Given records Start Marker
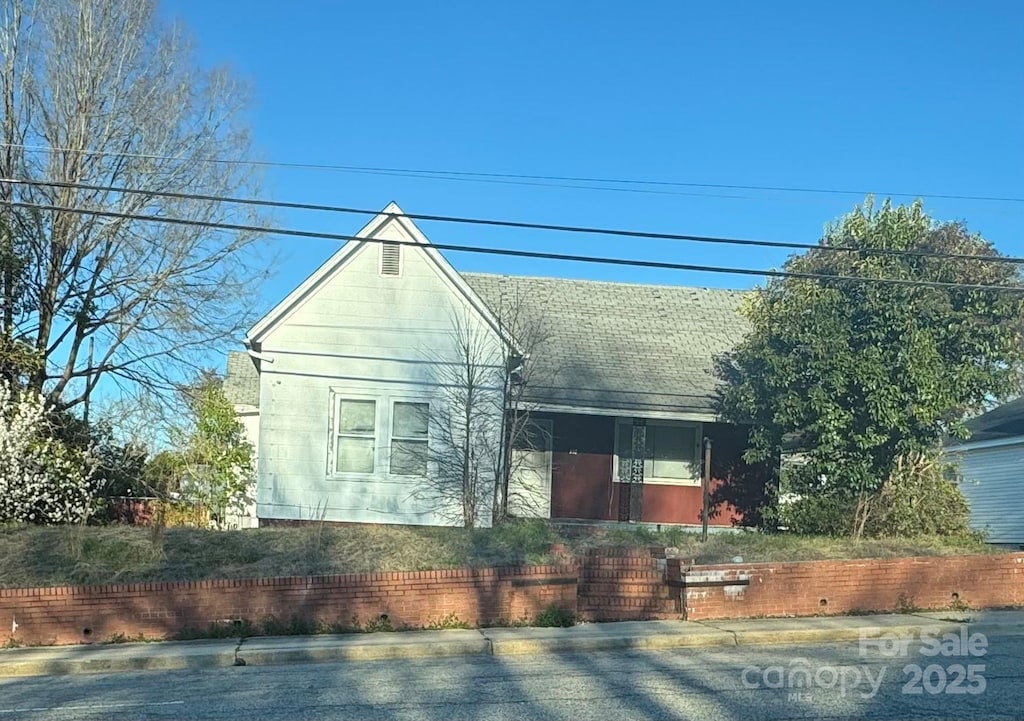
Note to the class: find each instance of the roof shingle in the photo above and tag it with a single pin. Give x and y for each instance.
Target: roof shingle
(623, 346)
(242, 380)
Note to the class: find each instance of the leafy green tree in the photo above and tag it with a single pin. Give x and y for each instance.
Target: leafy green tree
(216, 462)
(867, 377)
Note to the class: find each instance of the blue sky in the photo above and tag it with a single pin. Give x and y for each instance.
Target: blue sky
(915, 96)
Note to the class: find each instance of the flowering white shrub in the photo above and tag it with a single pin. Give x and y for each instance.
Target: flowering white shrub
(42, 480)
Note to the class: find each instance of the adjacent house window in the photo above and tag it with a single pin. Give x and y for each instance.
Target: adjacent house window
(672, 455)
(390, 258)
(355, 435)
(410, 446)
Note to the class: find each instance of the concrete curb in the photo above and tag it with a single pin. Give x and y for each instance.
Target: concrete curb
(67, 666)
(521, 646)
(327, 653)
(428, 644)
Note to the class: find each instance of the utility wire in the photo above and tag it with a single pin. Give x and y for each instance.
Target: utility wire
(630, 262)
(425, 172)
(619, 232)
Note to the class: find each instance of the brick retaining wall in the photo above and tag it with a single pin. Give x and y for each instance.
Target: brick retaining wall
(603, 585)
(810, 588)
(95, 613)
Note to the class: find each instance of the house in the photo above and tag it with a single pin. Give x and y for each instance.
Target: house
(344, 385)
(992, 464)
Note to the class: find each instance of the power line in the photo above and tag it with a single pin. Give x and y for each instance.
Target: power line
(617, 232)
(630, 262)
(494, 176)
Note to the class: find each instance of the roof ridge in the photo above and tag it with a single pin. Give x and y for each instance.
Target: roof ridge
(736, 291)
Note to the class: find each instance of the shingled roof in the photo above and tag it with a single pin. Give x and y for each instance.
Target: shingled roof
(241, 381)
(1000, 423)
(622, 346)
(626, 347)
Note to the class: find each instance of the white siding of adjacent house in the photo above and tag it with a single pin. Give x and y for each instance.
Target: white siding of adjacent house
(993, 485)
(363, 335)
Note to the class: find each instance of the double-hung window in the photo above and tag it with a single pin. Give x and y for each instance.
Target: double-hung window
(672, 454)
(355, 435)
(410, 443)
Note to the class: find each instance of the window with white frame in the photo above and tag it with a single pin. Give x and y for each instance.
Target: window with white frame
(410, 442)
(354, 435)
(672, 454)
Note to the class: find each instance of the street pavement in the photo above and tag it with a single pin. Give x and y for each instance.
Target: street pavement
(911, 666)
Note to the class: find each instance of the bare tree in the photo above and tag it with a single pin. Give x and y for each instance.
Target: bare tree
(524, 368)
(465, 425)
(482, 417)
(98, 92)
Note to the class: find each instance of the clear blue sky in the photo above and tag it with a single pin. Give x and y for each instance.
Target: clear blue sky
(919, 96)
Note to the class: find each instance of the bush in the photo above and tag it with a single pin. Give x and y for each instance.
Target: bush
(554, 617)
(42, 479)
(922, 497)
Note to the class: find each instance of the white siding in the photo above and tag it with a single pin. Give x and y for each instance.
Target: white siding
(360, 334)
(993, 485)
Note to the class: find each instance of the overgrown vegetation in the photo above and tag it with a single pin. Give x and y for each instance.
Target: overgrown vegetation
(32, 556)
(863, 381)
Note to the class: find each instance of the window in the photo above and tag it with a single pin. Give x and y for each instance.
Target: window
(672, 454)
(355, 438)
(390, 258)
(410, 422)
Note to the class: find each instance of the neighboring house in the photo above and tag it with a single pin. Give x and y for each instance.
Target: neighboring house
(342, 382)
(992, 464)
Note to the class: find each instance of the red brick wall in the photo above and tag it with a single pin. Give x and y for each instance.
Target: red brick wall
(841, 587)
(94, 613)
(624, 585)
(604, 585)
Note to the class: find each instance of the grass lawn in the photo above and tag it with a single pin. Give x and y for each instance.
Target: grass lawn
(32, 556)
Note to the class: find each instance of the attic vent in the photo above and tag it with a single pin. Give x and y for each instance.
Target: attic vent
(390, 259)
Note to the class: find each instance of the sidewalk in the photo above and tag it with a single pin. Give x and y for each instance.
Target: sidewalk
(496, 641)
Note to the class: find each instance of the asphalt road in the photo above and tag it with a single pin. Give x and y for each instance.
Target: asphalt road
(750, 683)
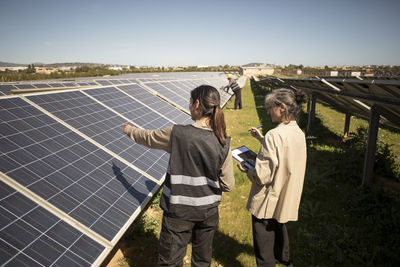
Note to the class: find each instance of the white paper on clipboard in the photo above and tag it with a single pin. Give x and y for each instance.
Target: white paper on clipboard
(245, 154)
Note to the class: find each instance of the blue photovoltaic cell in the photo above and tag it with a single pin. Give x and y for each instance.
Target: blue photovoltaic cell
(56, 84)
(157, 103)
(24, 86)
(69, 84)
(130, 108)
(103, 126)
(68, 171)
(6, 88)
(170, 95)
(178, 90)
(114, 81)
(32, 236)
(41, 85)
(103, 82)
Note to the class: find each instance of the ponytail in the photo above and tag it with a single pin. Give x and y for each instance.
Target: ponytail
(218, 124)
(209, 103)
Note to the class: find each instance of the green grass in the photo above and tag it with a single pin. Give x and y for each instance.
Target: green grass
(340, 223)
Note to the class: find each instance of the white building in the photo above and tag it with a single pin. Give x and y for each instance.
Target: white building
(260, 70)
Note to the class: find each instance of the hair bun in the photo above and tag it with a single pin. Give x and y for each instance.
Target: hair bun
(300, 96)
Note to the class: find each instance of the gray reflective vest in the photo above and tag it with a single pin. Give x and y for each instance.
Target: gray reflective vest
(191, 189)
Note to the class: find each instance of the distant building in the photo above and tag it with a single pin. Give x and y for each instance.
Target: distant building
(45, 70)
(334, 73)
(12, 68)
(115, 68)
(65, 68)
(259, 70)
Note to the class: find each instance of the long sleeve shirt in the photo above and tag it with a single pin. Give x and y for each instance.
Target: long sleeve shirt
(160, 139)
(278, 176)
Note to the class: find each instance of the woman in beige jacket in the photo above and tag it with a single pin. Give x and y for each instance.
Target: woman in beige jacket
(277, 178)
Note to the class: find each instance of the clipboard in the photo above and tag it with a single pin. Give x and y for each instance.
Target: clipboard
(246, 155)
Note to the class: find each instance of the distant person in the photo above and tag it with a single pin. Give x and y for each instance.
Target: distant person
(234, 86)
(200, 168)
(277, 178)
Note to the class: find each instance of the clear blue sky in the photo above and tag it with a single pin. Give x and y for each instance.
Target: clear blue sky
(201, 32)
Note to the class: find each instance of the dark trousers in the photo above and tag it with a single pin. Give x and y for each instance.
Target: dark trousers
(238, 99)
(176, 234)
(271, 242)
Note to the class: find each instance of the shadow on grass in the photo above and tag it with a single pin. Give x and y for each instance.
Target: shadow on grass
(140, 247)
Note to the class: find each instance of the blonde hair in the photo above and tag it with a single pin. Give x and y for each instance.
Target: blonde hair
(292, 99)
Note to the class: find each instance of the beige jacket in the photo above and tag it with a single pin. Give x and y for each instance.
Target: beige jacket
(279, 174)
(159, 139)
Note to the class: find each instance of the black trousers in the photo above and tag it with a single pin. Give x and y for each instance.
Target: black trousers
(175, 236)
(271, 242)
(238, 99)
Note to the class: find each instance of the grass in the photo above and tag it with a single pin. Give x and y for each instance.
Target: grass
(340, 223)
Given records End Marker
> Directions for this task: Output only the lines from the one containing "Note to the class: find each instance of the beige" through the end of the material, please, exactly as they appear.

> Solution below:
Note to the class: find each instance of the beige jacket in the photo above and tag it with a single pin. Give x and y for each instance.
Target: beige jacket
(279, 174)
(159, 139)
Note to the class: find each instance of the black trousers in the photo above and tag it with a single pin. Give x and y for each instance.
Target: black trousers
(175, 236)
(271, 242)
(238, 99)
Note to the class: find each instance of the grass in the photo above and tag it with a single pin. Give x and y for each instance.
Target: grass
(340, 223)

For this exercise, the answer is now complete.